Exercise task: Each record must be retyped in full. No character may differ.
------------------------------
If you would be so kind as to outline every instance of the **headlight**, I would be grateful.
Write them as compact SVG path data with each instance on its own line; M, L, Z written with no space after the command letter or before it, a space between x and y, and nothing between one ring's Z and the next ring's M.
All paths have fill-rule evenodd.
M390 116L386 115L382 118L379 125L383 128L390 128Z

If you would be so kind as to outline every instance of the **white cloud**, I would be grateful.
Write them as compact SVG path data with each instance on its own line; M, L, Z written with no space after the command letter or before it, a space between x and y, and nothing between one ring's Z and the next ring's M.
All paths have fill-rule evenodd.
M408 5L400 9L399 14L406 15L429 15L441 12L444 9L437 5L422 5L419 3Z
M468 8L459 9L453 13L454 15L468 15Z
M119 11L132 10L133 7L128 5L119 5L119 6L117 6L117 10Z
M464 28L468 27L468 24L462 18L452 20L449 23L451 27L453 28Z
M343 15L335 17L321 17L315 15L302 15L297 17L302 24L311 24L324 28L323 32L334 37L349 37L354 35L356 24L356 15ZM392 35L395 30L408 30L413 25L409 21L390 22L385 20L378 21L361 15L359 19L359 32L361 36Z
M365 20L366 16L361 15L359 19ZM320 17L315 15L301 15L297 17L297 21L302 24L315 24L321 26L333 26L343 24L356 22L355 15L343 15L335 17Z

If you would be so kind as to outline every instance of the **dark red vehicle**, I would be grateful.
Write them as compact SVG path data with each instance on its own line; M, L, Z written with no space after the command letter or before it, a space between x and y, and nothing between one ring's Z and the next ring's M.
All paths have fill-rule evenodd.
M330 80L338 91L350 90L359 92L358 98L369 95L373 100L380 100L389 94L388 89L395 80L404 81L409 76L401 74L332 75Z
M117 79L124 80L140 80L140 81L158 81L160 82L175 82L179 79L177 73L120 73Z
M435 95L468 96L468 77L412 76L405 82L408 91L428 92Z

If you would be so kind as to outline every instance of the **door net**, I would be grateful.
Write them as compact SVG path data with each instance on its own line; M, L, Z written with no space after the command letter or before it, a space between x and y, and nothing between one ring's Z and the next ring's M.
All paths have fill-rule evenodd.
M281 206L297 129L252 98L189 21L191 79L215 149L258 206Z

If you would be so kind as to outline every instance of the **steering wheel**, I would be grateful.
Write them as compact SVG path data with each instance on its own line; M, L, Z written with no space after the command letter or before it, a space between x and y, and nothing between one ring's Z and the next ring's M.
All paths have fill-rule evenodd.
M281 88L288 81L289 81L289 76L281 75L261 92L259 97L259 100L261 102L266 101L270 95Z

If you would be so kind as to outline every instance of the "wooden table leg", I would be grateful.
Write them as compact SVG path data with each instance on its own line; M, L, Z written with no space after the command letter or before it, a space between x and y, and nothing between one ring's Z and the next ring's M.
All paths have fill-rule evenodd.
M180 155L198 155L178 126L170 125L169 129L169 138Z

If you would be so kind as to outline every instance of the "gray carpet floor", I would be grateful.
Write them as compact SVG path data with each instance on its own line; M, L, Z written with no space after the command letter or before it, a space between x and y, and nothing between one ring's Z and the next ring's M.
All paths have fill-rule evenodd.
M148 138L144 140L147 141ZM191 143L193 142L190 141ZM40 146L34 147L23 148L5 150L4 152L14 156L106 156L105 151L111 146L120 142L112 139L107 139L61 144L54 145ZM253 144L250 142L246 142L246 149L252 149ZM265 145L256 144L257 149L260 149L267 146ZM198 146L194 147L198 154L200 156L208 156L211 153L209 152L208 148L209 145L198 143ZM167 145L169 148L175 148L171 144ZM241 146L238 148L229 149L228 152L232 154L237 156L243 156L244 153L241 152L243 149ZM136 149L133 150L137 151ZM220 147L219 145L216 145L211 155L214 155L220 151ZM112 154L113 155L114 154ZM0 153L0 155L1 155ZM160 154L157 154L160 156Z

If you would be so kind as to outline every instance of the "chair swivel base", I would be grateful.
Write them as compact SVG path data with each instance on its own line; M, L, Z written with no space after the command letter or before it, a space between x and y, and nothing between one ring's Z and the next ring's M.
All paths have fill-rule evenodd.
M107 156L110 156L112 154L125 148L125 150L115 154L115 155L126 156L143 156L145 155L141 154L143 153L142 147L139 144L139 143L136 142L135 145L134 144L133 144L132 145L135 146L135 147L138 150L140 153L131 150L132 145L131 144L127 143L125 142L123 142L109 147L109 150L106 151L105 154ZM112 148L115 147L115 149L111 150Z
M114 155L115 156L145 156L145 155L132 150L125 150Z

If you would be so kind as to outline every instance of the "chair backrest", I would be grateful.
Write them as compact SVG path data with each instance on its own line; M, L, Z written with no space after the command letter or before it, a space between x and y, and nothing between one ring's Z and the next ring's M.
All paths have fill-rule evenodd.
------------------------------
Task answer:
If you would be so kind as to outline every instance of the **headlight**, I would be grateful.
Write them as compact SVG path data with each instance on its own line; M, L, Z written with no space after the command letter or before it, a space between x and y, and nothing between one ring's Z and the next ring's M.
All paths have fill-rule evenodd.
M390 116L386 115L382 118L379 125L383 128L390 128Z

If you would be so kind as to outline every instance of the **white cloud**, I would be grateful.
Write them as compact SVG path data with each instance on its own line; M, L, Z written with no space after the command letter or before it, a space between x and y, and nothing between one ring's Z and the next ring's M.
All paths have fill-rule evenodd.
M408 5L400 9L399 14L406 15L429 15L441 12L444 9L437 5L422 5L419 3Z
M468 8L459 9L453 13L454 15L468 15Z
M119 11L132 10L133 7L128 5L119 5L119 6L117 6L117 10Z
M464 28L468 27L468 24L462 18L452 20L449 23L451 27L453 28Z
M343 15L335 17L321 17L315 15L302 15L297 17L302 24L311 24L324 28L323 32L334 37L349 37L354 35L356 24L356 15ZM392 35L395 30L408 30L413 25L409 21L390 22L385 20L378 21L361 15L359 19L359 32L361 36Z
M365 20L366 16L361 15L359 19ZM320 17L315 15L301 15L297 17L297 21L302 24L315 24L321 26L333 26L343 24L356 22L355 15L343 15L335 17Z

If you would be so kind as to outline every instance of the **dark red vehicle**, I would be grateful.
Write them as compact SVG path data with each instance on its own line; M, L, Z written with no space after the command letter or before it, a space between x and y, and nothing between one ring's Z and the next ring's M.
All paths have fill-rule evenodd.
M330 80L338 91L350 90L359 92L358 98L369 95L373 100L380 100L389 94L388 89L395 80L404 81L409 76L401 74L332 75Z
M117 79L124 80L140 80L140 81L158 81L160 82L175 82L179 79L177 73L120 73Z
M435 95L468 96L468 77L412 76L405 82L408 91L428 92Z

If you would be so kind as to outline every instance of the **door net**, I would be grateful.
Write them as compact SVG path data with each instance on its own line; M, L, Z written with no space after the command letter or before it, a space between x and y, and nothing between one ring's Z and the next ring's M.
All paths have fill-rule evenodd.
M281 206L297 129L252 98L189 21L191 79L215 149L258 206Z

If you would be so kind as to outline every instance of the **steering wheel**, I would be grateful.
Write them as compact SVG path data with each instance on its own line; M, L, Z written with no space after the command letter or before it, a space between x and y, and nothing between one ring's Z and the next ring's M.
All paths have fill-rule evenodd.
M281 88L288 81L289 81L289 76L281 75L261 92L259 97L259 100L261 102L266 101L270 95Z

If you would be so kind as to outline every instance of the "wooden table leg", I would be grateful.
Write them as compact SVG path data with each instance on its own line; M, L, Z written with no space after the command letter or before it, a space between x and y, and nothing between one ring's Z and the next ring's M.
All paths have fill-rule evenodd.
M180 155L198 155L178 126L170 125L169 129L169 138Z

If you would be so kind as to outline every instance of the "gray carpet floor", I would be grateful.
Write them as compact SVG path data with each instance on its own line; M, L, Z written with no space after the command letter or before it, a space between x and y, and nothing between one ring's Z and the next ring's M.
All paths have fill-rule evenodd.
M148 138L144 140L147 141ZM191 143L193 142L190 141ZM40 146L34 147L23 148L5 150L4 152L14 156L106 156L105 151L111 146L120 142L112 139L107 139L61 144L54 145ZM253 144L250 142L246 142L246 149L252 149ZM265 145L256 144L257 149L260 149L267 146ZM198 146L194 147L198 154L200 156L208 156L211 153L209 152L208 148L209 145L198 143ZM167 145L169 148L175 148L171 144ZM241 146L238 148L229 149L228 152L232 154L237 156L243 156L244 153L241 152L243 149ZM136 149L133 150L137 151ZM220 147L219 145L216 145L211 155L214 155L220 151ZM112 154L113 155L114 154ZM0 153L0 155L1 155ZM160 154L157 154L160 156Z

If you would be so kind as to outline every instance of the "chair swivel base", I would be grateful.
Write them as compact SVG path data with each instance on its own line; M, L, Z written with no space after the command letter or before it, a space between x and y, and nothing between one ring's Z and the next ring's M.
All paths have fill-rule evenodd.
M107 156L110 156L112 154L125 148L125 150L115 154L115 155L126 156L143 156L145 155L141 154L143 153L142 147L139 144L139 143L136 142L135 145L134 144L133 144L132 145L135 146L135 147L138 150L140 153L131 150L132 145L131 144L127 143L125 142L123 142L109 147L109 150L106 151L105 154ZM112 148L115 147L115 149L111 150Z
M114 155L115 156L145 156L145 155L132 150L125 150Z

If you would be so kind as to outline every instance of the "chair backrest", I would be grateful.
Write them as compact SVG path data with each instance on its own line; M, L, Z written with no space after the command letter or before it, a space between x and y, and nothing between one ring's Z and the next ring's M.
All paths have fill-rule evenodd.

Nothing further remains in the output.